TASK ITEM: Every line of the data below must be output exactly, with images left out.

Dataset entries:

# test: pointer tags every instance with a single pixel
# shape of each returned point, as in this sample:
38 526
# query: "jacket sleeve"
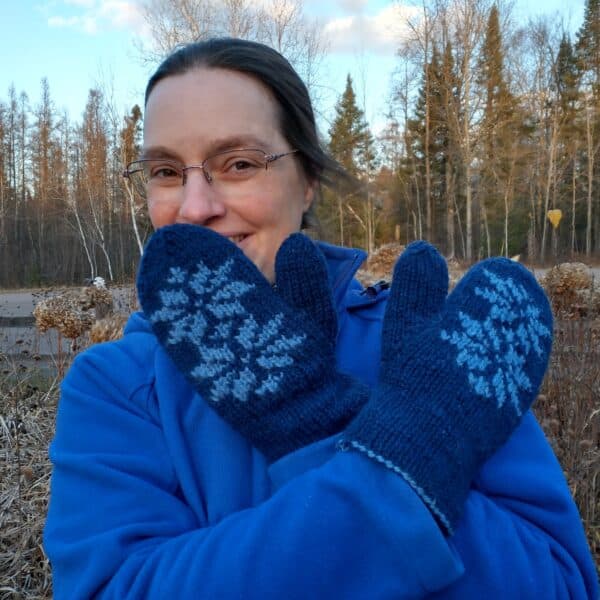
118 525
520 535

ANSWER TO THIS TASK:
# test: pointer tags every instance with a single pixel
# shape of each returned point, as in this sample:
38 526
# query: "jacket sleeve"
118 525
520 535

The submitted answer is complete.